Job: Every entry here needs to be repeated exactly.
# Start of Data for this task
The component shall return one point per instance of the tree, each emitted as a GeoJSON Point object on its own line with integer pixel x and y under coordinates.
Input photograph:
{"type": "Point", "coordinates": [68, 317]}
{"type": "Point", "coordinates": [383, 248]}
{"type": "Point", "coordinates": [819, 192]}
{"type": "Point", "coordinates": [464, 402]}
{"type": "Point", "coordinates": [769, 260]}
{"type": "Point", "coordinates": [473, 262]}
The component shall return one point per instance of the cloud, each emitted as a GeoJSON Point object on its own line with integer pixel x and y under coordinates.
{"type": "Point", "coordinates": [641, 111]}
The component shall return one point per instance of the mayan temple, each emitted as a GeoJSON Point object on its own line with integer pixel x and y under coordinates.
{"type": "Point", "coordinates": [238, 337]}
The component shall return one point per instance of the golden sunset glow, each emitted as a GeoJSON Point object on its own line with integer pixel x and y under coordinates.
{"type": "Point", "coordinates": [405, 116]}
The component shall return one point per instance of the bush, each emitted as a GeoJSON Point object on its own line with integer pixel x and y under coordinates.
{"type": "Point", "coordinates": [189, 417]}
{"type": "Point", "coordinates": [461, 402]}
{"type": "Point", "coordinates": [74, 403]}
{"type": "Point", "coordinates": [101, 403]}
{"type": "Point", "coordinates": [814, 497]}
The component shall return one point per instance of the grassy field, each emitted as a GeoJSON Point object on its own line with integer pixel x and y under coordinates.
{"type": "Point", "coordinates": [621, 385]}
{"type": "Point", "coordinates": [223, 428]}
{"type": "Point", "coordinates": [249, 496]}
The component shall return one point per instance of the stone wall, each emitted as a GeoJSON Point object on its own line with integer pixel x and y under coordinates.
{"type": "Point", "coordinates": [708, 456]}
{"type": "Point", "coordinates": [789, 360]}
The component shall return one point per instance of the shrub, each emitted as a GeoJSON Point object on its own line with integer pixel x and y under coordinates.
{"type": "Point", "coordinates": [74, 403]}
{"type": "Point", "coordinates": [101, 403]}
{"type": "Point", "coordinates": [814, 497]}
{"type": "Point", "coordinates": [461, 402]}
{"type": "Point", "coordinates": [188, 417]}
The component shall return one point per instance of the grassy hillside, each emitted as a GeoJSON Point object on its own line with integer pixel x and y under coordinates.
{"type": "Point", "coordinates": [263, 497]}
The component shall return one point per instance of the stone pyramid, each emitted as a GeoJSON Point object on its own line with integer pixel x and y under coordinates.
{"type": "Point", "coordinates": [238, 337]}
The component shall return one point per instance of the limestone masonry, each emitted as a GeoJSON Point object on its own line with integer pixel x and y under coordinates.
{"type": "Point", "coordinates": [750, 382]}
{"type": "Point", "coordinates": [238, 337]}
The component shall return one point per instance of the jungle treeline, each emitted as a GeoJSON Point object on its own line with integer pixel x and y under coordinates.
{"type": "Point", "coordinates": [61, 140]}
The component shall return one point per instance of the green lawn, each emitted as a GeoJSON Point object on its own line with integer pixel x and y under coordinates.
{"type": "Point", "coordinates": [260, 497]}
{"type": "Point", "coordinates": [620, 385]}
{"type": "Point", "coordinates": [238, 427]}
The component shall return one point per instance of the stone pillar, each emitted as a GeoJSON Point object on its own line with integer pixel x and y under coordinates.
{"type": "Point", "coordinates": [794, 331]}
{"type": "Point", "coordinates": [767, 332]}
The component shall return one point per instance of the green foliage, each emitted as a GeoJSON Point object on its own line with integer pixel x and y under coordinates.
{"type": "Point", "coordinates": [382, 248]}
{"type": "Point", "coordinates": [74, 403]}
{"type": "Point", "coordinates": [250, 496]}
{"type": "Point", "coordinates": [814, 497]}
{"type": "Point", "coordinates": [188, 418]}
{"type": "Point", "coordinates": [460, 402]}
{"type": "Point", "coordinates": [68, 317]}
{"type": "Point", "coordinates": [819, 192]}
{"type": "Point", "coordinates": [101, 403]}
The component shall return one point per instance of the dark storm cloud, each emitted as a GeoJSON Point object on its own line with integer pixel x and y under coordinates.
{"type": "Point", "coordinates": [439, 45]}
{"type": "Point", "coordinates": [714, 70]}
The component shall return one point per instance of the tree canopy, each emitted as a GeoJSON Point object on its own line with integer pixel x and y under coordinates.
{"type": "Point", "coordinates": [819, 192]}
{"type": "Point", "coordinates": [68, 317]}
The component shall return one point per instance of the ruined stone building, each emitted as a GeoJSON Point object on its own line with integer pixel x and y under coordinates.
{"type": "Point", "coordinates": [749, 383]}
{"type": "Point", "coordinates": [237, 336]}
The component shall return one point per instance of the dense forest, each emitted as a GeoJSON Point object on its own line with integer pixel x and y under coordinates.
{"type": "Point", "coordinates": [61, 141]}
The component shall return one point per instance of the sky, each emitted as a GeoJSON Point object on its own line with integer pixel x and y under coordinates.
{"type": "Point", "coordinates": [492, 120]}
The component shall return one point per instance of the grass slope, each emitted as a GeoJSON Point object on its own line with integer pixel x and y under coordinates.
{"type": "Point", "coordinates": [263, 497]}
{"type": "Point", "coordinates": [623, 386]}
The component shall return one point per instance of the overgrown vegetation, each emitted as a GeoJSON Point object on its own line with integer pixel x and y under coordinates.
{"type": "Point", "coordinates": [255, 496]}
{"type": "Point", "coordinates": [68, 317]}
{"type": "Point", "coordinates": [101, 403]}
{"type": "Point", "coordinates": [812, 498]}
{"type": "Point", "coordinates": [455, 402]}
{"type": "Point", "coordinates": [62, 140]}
# End of Data for this task
Written response:
The component shall return one point per instance of the tree, each emitted as a GeoJSON Point object on its own line with integer pixel x and y under coordinates.
Input photograph:
{"type": "Point", "coordinates": [68, 317]}
{"type": "Point", "coordinates": [383, 248]}
{"type": "Point", "coordinates": [819, 192]}
{"type": "Point", "coordinates": [464, 402]}
{"type": "Point", "coordinates": [769, 260]}
{"type": "Point", "coordinates": [473, 262]}
The component shall return one point per instance of the cloud, each emitted as a GeoJSON Point object on its own line with integer pixel x and y under coordinates.
{"type": "Point", "coordinates": [641, 111]}
The component shall return one point per instance of the mayan temple, each emitted as a GeoJSON Point object on its own line with integer pixel x and y under coordinates.
{"type": "Point", "coordinates": [238, 337]}
The component shall return one point per instance of the golden sunset glow, each emitted as a GeoJSON Point object on its own line with integer pixel x and y under coordinates.
{"type": "Point", "coordinates": [405, 116]}
The component shall return one point per instance of the bush, each emitted as a GeoJSON Point object on its own line with integer pixel x and y under coordinates.
{"type": "Point", "coordinates": [189, 417]}
{"type": "Point", "coordinates": [461, 402]}
{"type": "Point", "coordinates": [74, 403]}
{"type": "Point", "coordinates": [101, 403]}
{"type": "Point", "coordinates": [814, 497]}
The component shall return one point per instance of the grassy field, each emitted as a GeoJSON Point object on its own line with integer pixel x and y under coordinates.
{"type": "Point", "coordinates": [621, 385]}
{"type": "Point", "coordinates": [223, 428]}
{"type": "Point", "coordinates": [249, 496]}
The component shall return one point per instance of the stone wall, each emitted as a GeoJSON Point object on its own line with integer pixel x and y under coordinates.
{"type": "Point", "coordinates": [708, 456]}
{"type": "Point", "coordinates": [789, 360]}
The component shall return one point per instance of the shrub, each emitted as a GeoJSON Point object on its own line with integer pixel x and y under coordinates.
{"type": "Point", "coordinates": [74, 403]}
{"type": "Point", "coordinates": [101, 403]}
{"type": "Point", "coordinates": [814, 497]}
{"type": "Point", "coordinates": [461, 402]}
{"type": "Point", "coordinates": [188, 417]}
The component shall return one point per instance of the grassy hillside, each emitted as a GeoJSON Point object on its own line with integer pixel x and y under coordinates.
{"type": "Point", "coordinates": [263, 497]}
The component shall return one point per instance of the stone pyramid, each emitted as a GeoJSON Point object on its own line with integer pixel x and y under coordinates.
{"type": "Point", "coordinates": [238, 337]}
The component shall return one point per instance of the limestone masonry, each emitted as a GeoJSON Point object on its own line with integer pixel x and y under coordinates.
{"type": "Point", "coordinates": [750, 382]}
{"type": "Point", "coordinates": [238, 337]}
The component shall return one point per instance of the jungle treeline, each emitted as a GeoJSON Point object on its own line with integer pixel x and y under coordinates.
{"type": "Point", "coordinates": [61, 140]}
The component shall return one point per instance of the green lawn, each emitted as a GeoJSON Point object on its own line with integer pixel x and y under coordinates.
{"type": "Point", "coordinates": [260, 497]}
{"type": "Point", "coordinates": [620, 385]}
{"type": "Point", "coordinates": [238, 427]}
The component shall return one point per instance of the stone pillar, each emitted as a GeoJSON Point object on its own line with integer pixel x and y under coordinates.
{"type": "Point", "coordinates": [794, 331]}
{"type": "Point", "coordinates": [767, 332]}
The component shall return one point per instance of the green foliage, each emitted as a GeoJSON Point object on its own line with integer pixel x and y under coordinates.
{"type": "Point", "coordinates": [382, 248]}
{"type": "Point", "coordinates": [74, 403]}
{"type": "Point", "coordinates": [250, 496]}
{"type": "Point", "coordinates": [814, 497]}
{"type": "Point", "coordinates": [188, 418]}
{"type": "Point", "coordinates": [460, 402]}
{"type": "Point", "coordinates": [68, 317]}
{"type": "Point", "coordinates": [819, 192]}
{"type": "Point", "coordinates": [101, 403]}
The component shall return one point per instance of the dark storm cloud, each emitted as a GeoJSON Point object on its own line with integer pixel x and y under coordinates.
{"type": "Point", "coordinates": [439, 45]}
{"type": "Point", "coordinates": [714, 70]}
The component shall return one point per instance of the tree canopy, each emitted as a GeoJSON Point object on its own line with integer pixel x and y under coordinates.
{"type": "Point", "coordinates": [819, 192]}
{"type": "Point", "coordinates": [68, 317]}
The component shall return one point per instance of the ruined stone building, each emitted as a GeoJSON Point object on its own line with integer pixel x and y under coordinates.
{"type": "Point", "coordinates": [749, 383]}
{"type": "Point", "coordinates": [237, 336]}
The component shall return one point per instance of the dense forest, each emitted as a GeoJSON Point object on its own line with integer pixel x and y under coordinates.
{"type": "Point", "coordinates": [61, 141]}
The component shall return one point per instance of the sky, each emitted as a GeoJSON Point object on its own line with integer pixel x and y under coordinates.
{"type": "Point", "coordinates": [492, 120]}
The component shall return one point per instance of the grass slope, each emitted as a GeoJSON Point object on its own line with integer pixel x and y under coordinates.
{"type": "Point", "coordinates": [263, 497]}
{"type": "Point", "coordinates": [623, 386]}
The component shall return one point per instance of the overgrown vegetation, each emitted as a GeoJSON Point object on its own line with integer pixel x and y under coordinates.
{"type": "Point", "coordinates": [255, 496]}
{"type": "Point", "coordinates": [68, 317]}
{"type": "Point", "coordinates": [101, 403]}
{"type": "Point", "coordinates": [812, 498]}
{"type": "Point", "coordinates": [455, 402]}
{"type": "Point", "coordinates": [62, 140]}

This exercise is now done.